▸ Aim:
All of the records listed below should be retyped exactly.

━━━━━ Data provided

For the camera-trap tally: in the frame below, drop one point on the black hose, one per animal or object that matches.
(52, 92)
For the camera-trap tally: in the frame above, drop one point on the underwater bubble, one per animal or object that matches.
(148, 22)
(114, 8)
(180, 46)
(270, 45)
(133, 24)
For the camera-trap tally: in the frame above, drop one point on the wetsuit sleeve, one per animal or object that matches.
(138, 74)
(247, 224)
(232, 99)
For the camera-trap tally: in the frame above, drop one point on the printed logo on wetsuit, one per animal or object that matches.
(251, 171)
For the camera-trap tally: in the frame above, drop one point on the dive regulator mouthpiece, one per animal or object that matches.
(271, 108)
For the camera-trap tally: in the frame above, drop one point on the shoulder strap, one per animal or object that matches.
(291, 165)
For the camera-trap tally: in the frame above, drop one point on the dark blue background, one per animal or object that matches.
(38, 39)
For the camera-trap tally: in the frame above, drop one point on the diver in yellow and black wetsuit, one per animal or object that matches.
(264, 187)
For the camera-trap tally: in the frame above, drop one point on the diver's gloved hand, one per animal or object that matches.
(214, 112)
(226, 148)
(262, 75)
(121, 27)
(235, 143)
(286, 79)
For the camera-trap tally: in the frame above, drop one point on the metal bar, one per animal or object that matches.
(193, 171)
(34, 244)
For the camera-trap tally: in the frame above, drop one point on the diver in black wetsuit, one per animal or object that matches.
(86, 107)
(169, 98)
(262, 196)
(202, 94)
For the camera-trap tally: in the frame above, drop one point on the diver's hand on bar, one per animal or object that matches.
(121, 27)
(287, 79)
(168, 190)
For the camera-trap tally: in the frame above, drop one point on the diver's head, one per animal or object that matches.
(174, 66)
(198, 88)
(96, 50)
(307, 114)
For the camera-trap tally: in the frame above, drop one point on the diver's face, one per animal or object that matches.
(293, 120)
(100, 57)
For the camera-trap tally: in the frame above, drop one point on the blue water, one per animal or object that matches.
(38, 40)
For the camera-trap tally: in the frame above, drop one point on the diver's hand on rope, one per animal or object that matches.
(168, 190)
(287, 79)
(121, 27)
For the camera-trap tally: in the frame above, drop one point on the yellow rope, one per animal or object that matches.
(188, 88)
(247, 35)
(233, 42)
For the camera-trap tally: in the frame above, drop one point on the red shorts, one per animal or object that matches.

━━━━━━━━━━

▸ Answer below:
For the camera-trap tally: in the frame below, drop one point on the black hose, one per animal or object that matches.
(52, 92)
For the camera-trap tally: in the frame above, drop one point on the underwater bubble, one per animal or object that matches.
(148, 22)
(114, 8)
(180, 46)
(270, 45)
(133, 24)
For the camera-trap tally: in the frame above, drop one point on the wetsuit sleeve, one per animal or object that matches.
(138, 74)
(247, 224)
(232, 99)
For the camera-trap tally: in the frame above, drop one point on the printed logo on wetsuit, one per animal or object that matches.
(251, 171)
For the camera-trap tally: in the frame above, drop one point on the dive regulator mouthpiece, one per animal or object that matches.
(271, 108)
For the camera-trap tally: in the frame above, drop one point on the shoulder strap, one per animal or object that matches.
(291, 165)
For the camera-trap tally: in the frame above, drop one point on the dark blue background, one per animal or object that matches.
(38, 39)
For the camera-trap tally: in the frame above, drop one point on the diver in yellow and black wetsuit, one per animal or object that matches.
(264, 187)
For the camera-trap tally: in the frame above, drop one point on the diver's gloved hand, one per animal or object that matches.
(214, 112)
(226, 148)
(262, 75)
(121, 27)
(235, 143)
(286, 79)
For the camera-trap tally: in the frame above, drop one point on the metal bar, one per animal or object that matches.
(193, 171)
(34, 244)
For the camera-trap tally: in the frame above, drop one point on the diver in black wetsuit, one per animal or object that matches.
(86, 107)
(169, 98)
(262, 196)
(202, 94)
For the camera-trap tally: in the frame above, drop one point on the diver's hand on bar, one per animal or object that matches.
(121, 27)
(287, 79)
(168, 190)
For the camera-trap tally: in the frame above, drop one point on the diver's head, one per animal or object that matches.
(174, 66)
(198, 88)
(96, 50)
(307, 114)
For the camera-trap tally: in the frame above, drop one point on the diver's face, one per animal or object that matches.
(293, 120)
(100, 57)
For the camera-trap tally: in the frame above, drop one point on the blue water, one per animal or object that matches.
(38, 40)
For the camera-trap tally: in the frame above, drop one point on the diver's hand on rope, one per animal or object that matches.
(168, 190)
(287, 79)
(121, 27)
For the camera-trap tally: in the frame above, drop one point on the yellow rope, one per animal or object that matches.
(188, 88)
(247, 35)
(233, 42)
For the camera-trap tally: in the frame above, drop one point on the red shorts, one per animal or object that matches.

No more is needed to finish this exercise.